Data entries
_ _ _ _
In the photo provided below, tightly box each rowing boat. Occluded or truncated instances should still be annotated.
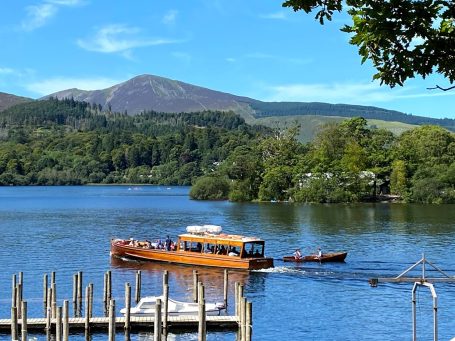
[283,252,348,263]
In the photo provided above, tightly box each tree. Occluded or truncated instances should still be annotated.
[283,0,455,90]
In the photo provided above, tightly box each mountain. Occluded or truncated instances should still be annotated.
[44,75,252,119]
[45,75,455,131]
[0,92,33,111]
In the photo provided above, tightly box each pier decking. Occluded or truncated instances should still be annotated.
[0,315,240,332]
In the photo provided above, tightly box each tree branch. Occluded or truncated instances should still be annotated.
[427,85,455,91]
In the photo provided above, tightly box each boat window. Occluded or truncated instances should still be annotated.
[204,243,215,253]
[243,242,264,257]
[216,244,228,255]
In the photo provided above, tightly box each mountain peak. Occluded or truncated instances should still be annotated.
[46,74,253,115]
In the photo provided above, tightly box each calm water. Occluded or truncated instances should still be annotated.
[0,186,455,340]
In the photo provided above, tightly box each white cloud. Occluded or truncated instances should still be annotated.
[264,82,455,105]
[22,3,58,31]
[0,67,14,75]
[25,77,123,96]
[161,10,178,25]
[245,52,311,64]
[77,25,178,55]
[21,0,82,31]
[172,52,192,63]
[259,11,287,20]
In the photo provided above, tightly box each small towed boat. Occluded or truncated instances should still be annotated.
[283,252,348,263]
[120,296,226,316]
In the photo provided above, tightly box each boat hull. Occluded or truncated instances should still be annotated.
[283,252,348,263]
[111,239,273,270]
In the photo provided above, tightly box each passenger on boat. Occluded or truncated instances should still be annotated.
[294,249,302,259]
[228,247,239,257]
[164,236,172,251]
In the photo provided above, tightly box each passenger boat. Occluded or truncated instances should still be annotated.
[111,225,273,270]
[120,296,226,316]
[283,252,348,263]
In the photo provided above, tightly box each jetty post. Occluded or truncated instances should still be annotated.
[223,269,228,309]
[163,270,169,335]
[21,301,28,340]
[11,307,19,340]
[43,274,47,311]
[108,300,115,341]
[62,300,70,341]
[198,282,207,341]
[245,302,253,341]
[125,283,131,332]
[77,271,82,316]
[135,270,142,303]
[193,270,199,302]
[153,298,161,341]
[55,307,62,341]
[84,286,90,331]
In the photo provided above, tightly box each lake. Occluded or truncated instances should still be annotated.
[0,186,455,340]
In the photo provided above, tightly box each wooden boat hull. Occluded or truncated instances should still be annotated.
[111,239,273,270]
[283,252,348,263]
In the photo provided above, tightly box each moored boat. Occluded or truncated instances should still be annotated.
[111,225,273,270]
[283,252,348,263]
[120,296,226,316]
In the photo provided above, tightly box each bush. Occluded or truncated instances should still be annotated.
[190,176,229,200]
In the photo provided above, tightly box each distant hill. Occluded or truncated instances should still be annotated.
[0,92,33,111]
[45,75,455,131]
[44,75,252,116]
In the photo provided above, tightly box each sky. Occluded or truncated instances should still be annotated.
[0,0,455,118]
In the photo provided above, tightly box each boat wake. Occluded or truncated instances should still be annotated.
[251,266,305,273]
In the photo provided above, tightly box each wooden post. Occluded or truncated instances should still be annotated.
[55,307,62,341]
[163,270,169,289]
[109,300,115,341]
[234,282,240,317]
[163,284,169,335]
[193,270,199,302]
[21,301,28,341]
[46,288,52,331]
[73,273,78,310]
[103,272,107,314]
[43,274,47,311]
[51,282,57,318]
[87,283,93,317]
[85,286,90,330]
[153,298,161,341]
[135,270,142,303]
[125,283,131,331]
[106,270,112,302]
[198,282,207,341]
[11,274,17,307]
[223,269,228,311]
[11,307,19,341]
[245,302,253,341]
[63,300,70,341]
[240,297,246,341]
[16,282,22,318]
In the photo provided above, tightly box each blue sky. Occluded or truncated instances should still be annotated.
[0,0,455,118]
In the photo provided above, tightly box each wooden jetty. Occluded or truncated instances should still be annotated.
[0,270,252,341]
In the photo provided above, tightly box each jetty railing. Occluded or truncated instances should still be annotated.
[369,254,455,341]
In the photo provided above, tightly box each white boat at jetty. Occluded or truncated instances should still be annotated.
[120,295,226,316]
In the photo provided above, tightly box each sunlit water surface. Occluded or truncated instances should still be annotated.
[0,186,455,341]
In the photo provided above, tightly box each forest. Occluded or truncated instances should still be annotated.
[0,98,455,203]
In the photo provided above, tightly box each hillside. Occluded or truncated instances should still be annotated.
[44,75,258,116]
[0,92,33,111]
[45,75,455,134]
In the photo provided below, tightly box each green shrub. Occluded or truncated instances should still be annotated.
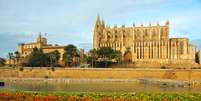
[161,66,166,69]
[20,67,24,72]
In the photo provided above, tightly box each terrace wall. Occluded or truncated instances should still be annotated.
[0,68,201,81]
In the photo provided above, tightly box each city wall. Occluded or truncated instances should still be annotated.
[0,68,201,81]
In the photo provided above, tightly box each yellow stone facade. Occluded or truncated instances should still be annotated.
[93,16,196,64]
[17,34,64,61]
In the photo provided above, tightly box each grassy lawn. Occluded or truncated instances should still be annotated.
[0,90,201,101]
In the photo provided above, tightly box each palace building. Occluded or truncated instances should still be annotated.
[93,16,196,64]
[17,33,64,62]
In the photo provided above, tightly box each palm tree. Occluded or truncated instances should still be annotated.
[8,52,14,66]
[14,51,20,66]
[0,58,6,66]
[89,49,97,68]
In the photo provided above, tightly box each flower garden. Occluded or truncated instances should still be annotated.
[0,91,201,101]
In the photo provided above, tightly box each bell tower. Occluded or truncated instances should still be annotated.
[93,15,105,49]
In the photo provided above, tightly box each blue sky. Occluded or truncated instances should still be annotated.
[0,0,201,57]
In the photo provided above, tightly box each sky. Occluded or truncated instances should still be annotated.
[0,0,201,57]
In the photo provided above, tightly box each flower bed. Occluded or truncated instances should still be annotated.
[0,92,201,101]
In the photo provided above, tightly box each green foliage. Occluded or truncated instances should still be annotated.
[87,47,121,67]
[63,44,79,67]
[0,57,6,66]
[27,48,50,67]
[26,48,60,67]
[20,67,24,72]
[0,91,201,101]
[46,50,60,67]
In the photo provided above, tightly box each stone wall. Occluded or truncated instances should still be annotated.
[0,68,201,81]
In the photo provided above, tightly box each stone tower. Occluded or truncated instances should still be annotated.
[93,15,105,49]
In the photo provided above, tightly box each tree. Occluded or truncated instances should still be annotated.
[8,52,14,66]
[63,44,79,66]
[0,58,6,66]
[27,48,50,67]
[87,49,97,68]
[46,50,60,67]
[14,51,20,66]
[89,47,121,67]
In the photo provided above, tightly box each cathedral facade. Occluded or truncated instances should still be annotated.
[93,16,196,63]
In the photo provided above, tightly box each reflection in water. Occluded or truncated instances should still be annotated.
[0,79,201,92]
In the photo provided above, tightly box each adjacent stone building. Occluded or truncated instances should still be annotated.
[17,34,64,62]
[93,16,196,64]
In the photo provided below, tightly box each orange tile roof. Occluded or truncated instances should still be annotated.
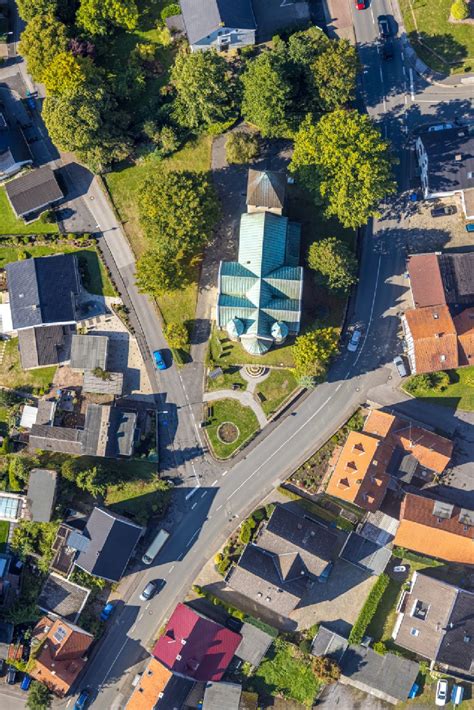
[126,658,173,710]
[393,493,474,565]
[405,306,458,373]
[30,616,94,697]
[454,308,474,365]
[326,431,389,511]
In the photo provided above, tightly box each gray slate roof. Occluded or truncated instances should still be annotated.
[5,254,80,330]
[76,507,143,582]
[421,125,474,192]
[27,468,58,523]
[71,335,109,370]
[180,0,257,44]
[5,165,64,217]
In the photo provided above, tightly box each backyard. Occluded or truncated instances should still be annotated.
[400,0,474,74]
[205,399,259,459]
[0,187,58,235]
[403,367,474,412]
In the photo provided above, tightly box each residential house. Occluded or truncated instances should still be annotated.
[125,658,194,710]
[393,493,474,565]
[29,404,137,458]
[402,253,474,374]
[216,211,303,355]
[392,572,474,676]
[180,0,257,52]
[29,616,94,698]
[26,468,58,523]
[415,125,474,219]
[226,505,341,616]
[311,626,419,705]
[247,169,286,215]
[326,409,453,512]
[67,506,144,582]
[5,165,64,221]
[153,603,241,681]
[5,254,80,369]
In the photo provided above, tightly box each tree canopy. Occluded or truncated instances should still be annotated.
[171,50,237,129]
[290,109,395,228]
[308,237,357,293]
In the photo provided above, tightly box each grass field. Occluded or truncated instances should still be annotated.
[400,0,474,74]
[403,367,474,412]
[0,244,117,296]
[0,187,58,235]
[206,399,259,459]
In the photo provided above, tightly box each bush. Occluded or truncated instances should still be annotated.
[349,574,390,644]
[451,0,469,20]
[225,131,259,163]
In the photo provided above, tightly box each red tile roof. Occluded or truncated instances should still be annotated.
[153,604,242,681]
[408,254,446,308]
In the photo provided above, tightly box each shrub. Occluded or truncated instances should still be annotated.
[451,0,469,20]
[349,574,390,644]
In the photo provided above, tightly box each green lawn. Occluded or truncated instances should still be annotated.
[256,370,298,417]
[245,640,322,707]
[400,0,474,74]
[0,243,117,296]
[0,187,58,235]
[402,367,474,412]
[205,399,259,459]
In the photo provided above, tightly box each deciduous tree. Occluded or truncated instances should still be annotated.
[290,109,395,228]
[308,237,357,292]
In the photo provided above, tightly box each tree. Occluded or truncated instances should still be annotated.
[164,323,189,350]
[43,85,130,172]
[43,52,92,94]
[242,51,294,138]
[225,131,259,163]
[290,109,395,228]
[451,0,470,20]
[171,50,237,129]
[26,680,53,710]
[308,237,357,293]
[292,328,339,377]
[76,0,138,36]
[19,13,68,81]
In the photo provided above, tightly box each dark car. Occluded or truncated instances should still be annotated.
[431,205,457,217]
[377,15,391,39]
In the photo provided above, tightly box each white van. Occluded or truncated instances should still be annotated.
[142,528,170,565]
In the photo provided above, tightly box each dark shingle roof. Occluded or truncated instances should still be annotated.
[5,254,79,330]
[5,166,64,217]
[27,468,57,523]
[76,508,143,582]
[181,0,256,44]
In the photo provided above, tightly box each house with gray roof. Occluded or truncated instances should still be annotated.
[216,211,303,355]
[180,0,257,52]
[26,468,58,523]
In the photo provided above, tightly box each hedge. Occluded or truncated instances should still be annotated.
[349,574,390,644]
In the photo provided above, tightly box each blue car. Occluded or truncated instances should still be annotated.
[99,602,115,621]
[153,350,166,370]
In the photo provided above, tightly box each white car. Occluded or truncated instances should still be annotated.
[347,330,362,353]
[393,355,408,377]
[435,678,449,707]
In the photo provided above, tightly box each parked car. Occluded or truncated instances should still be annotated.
[435,678,449,707]
[393,355,408,377]
[377,15,392,39]
[99,602,115,621]
[431,205,457,217]
[74,688,91,710]
[20,673,31,690]
[153,350,167,370]
[347,330,362,353]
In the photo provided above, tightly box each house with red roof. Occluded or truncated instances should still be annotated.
[153,603,242,681]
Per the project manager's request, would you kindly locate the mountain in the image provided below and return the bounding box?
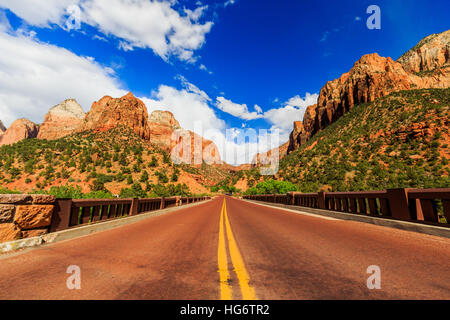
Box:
[0,125,229,197]
[79,92,150,140]
[149,111,222,164]
[288,30,450,157]
[279,88,450,192]
[397,30,450,74]
[37,99,85,140]
[0,119,39,146]
[148,111,181,150]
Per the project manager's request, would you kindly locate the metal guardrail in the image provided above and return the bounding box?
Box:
[244,188,450,227]
[49,197,211,232]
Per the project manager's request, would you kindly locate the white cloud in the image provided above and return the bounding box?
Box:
[199,64,213,74]
[264,93,319,142]
[0,25,125,125]
[0,0,213,62]
[142,83,225,134]
[141,80,279,164]
[216,97,263,120]
[216,93,319,141]
[0,0,74,27]
[223,0,236,7]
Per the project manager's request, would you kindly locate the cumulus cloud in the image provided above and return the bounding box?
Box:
[264,93,319,141]
[141,76,279,164]
[142,78,225,134]
[0,25,126,125]
[216,97,263,120]
[0,0,213,62]
[216,93,319,141]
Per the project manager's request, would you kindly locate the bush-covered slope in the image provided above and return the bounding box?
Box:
[277,89,450,192]
[0,127,230,197]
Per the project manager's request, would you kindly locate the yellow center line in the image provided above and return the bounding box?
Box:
[218,202,232,300]
[219,199,256,300]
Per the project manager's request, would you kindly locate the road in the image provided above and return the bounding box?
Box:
[0,197,450,300]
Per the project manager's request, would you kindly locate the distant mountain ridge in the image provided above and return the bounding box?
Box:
[0,92,222,164]
[287,30,450,157]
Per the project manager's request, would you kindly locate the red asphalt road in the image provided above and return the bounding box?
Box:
[0,197,450,300]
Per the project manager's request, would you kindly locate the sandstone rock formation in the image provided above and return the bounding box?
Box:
[38,99,85,140]
[0,120,6,142]
[397,30,450,73]
[148,110,181,150]
[149,110,221,164]
[251,142,290,167]
[79,92,150,140]
[287,30,450,153]
[0,119,39,146]
[0,223,22,243]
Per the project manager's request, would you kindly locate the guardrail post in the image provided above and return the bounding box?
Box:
[130,198,139,216]
[387,189,411,221]
[48,199,72,232]
[288,192,295,206]
[317,191,326,209]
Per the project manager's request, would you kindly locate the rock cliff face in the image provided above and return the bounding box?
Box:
[287,30,450,153]
[149,111,221,164]
[397,30,450,73]
[148,111,181,150]
[0,119,39,146]
[79,92,150,140]
[38,99,85,140]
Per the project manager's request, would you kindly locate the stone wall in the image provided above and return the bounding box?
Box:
[0,194,55,243]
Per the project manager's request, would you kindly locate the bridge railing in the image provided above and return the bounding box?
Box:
[244,188,450,227]
[49,197,211,232]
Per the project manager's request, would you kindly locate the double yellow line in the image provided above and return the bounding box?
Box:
[218,199,256,300]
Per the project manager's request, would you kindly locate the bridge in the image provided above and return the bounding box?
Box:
[0,189,450,300]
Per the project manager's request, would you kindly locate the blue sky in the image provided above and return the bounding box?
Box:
[0,0,450,162]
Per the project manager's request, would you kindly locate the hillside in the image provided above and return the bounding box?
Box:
[0,126,232,196]
[277,88,450,192]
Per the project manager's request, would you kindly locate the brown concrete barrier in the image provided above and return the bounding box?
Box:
[0,194,210,243]
[244,188,450,227]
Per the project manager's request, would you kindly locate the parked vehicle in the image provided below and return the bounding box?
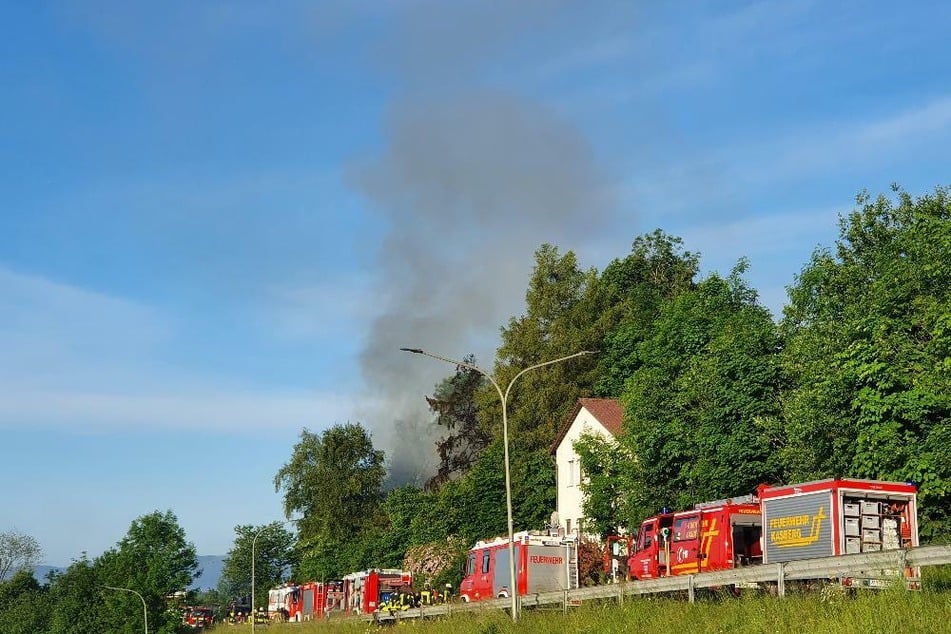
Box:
[459,531,578,602]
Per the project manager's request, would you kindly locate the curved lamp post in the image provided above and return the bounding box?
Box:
[400,348,594,621]
[251,520,300,632]
[102,586,149,634]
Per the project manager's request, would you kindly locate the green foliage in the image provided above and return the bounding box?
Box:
[574,433,634,538]
[426,355,492,488]
[50,554,107,634]
[595,229,700,398]
[218,522,296,607]
[494,244,601,454]
[783,188,951,539]
[95,511,198,634]
[0,570,50,634]
[274,424,386,543]
[622,262,782,525]
[0,530,42,581]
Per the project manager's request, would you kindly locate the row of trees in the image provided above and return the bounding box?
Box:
[266,188,951,581]
[0,511,201,634]
[0,188,951,633]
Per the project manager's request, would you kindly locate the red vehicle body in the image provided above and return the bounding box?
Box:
[604,535,635,583]
[182,607,215,629]
[620,479,918,587]
[267,569,413,622]
[459,531,578,602]
[343,569,413,614]
[758,478,919,587]
[267,581,346,622]
[628,496,762,579]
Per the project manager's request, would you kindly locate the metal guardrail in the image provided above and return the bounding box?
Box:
[360,545,951,621]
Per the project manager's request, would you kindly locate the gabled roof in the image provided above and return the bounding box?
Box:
[548,398,624,454]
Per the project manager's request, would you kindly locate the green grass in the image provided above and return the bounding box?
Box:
[225,566,951,634]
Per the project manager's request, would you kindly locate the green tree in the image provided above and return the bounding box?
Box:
[574,433,632,538]
[95,511,199,634]
[595,229,700,398]
[494,244,602,454]
[426,355,492,488]
[622,261,783,525]
[274,423,386,541]
[782,187,951,539]
[0,570,50,634]
[49,553,109,634]
[0,530,43,581]
[218,522,296,607]
[274,424,386,579]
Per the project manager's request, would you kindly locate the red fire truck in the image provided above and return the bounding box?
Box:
[628,495,762,579]
[459,531,578,602]
[758,479,919,587]
[268,570,413,622]
[604,535,634,583]
[343,569,413,614]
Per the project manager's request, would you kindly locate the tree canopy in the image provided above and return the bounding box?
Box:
[782,187,951,537]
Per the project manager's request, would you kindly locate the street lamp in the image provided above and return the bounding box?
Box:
[400,348,594,621]
[251,520,300,632]
[103,586,149,634]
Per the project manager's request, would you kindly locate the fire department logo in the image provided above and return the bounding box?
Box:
[769,506,828,548]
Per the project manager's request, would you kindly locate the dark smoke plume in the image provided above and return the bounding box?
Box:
[352,3,612,483]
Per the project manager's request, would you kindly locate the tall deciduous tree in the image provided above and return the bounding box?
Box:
[622,262,782,525]
[595,229,700,398]
[0,530,43,581]
[218,522,296,607]
[49,553,106,634]
[95,511,200,634]
[274,423,386,578]
[783,187,951,539]
[426,355,492,489]
[0,570,50,634]
[494,244,601,454]
[274,423,386,539]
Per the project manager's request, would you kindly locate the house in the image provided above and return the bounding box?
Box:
[549,398,624,535]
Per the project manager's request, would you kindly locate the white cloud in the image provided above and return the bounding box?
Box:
[0,267,355,432]
[682,207,846,262]
[263,275,380,339]
[736,95,951,182]
[0,387,353,433]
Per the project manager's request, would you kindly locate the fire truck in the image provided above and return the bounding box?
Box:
[620,479,918,587]
[343,568,413,614]
[604,535,634,583]
[628,495,762,579]
[267,581,346,622]
[459,531,578,603]
[758,479,920,587]
[268,569,413,622]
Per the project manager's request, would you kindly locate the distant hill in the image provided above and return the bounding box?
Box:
[19,555,225,590]
[188,555,227,590]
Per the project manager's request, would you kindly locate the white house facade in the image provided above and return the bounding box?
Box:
[550,398,624,535]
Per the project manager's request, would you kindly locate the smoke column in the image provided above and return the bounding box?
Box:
[351,3,611,483]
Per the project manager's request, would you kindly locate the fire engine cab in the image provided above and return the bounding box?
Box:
[459,531,578,602]
[628,495,763,579]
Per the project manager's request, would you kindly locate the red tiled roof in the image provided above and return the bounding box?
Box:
[548,398,624,455]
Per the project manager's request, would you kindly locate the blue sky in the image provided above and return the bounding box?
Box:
_ _ _ _
▶ [Task]
Rewrite the lines of the listing starting with the line containing "locate the hillside" and going on through the line containing "[102,586,149,634]", requests included, offsetting every bounding box coordinate in the answers by 6. Omit the picture lines from your output.

▶ [Result below]
Per the project manager's request, would you kindly locate the hillside in the image provided above and return the bounding box?
Box:
[6,132,238,202]
[283,94,456,198]
Per the project manager's request, would you kindly locate the brown concrete barrier in the image provided above and return the bounding box?
Box:
[6,200,216,249]
[250,194,456,233]
Per the project manager's request, would you kindly locate the parked vehicle in the image provided below and return the bounding box?
Box:
[465,537,584,608]
Per the project manager's request, would you kindly locate the curved lamp post in the image provided above and return the bounding box?
Box:
[406,354,600,627]
[257,526,306,638]
[108,592,155,640]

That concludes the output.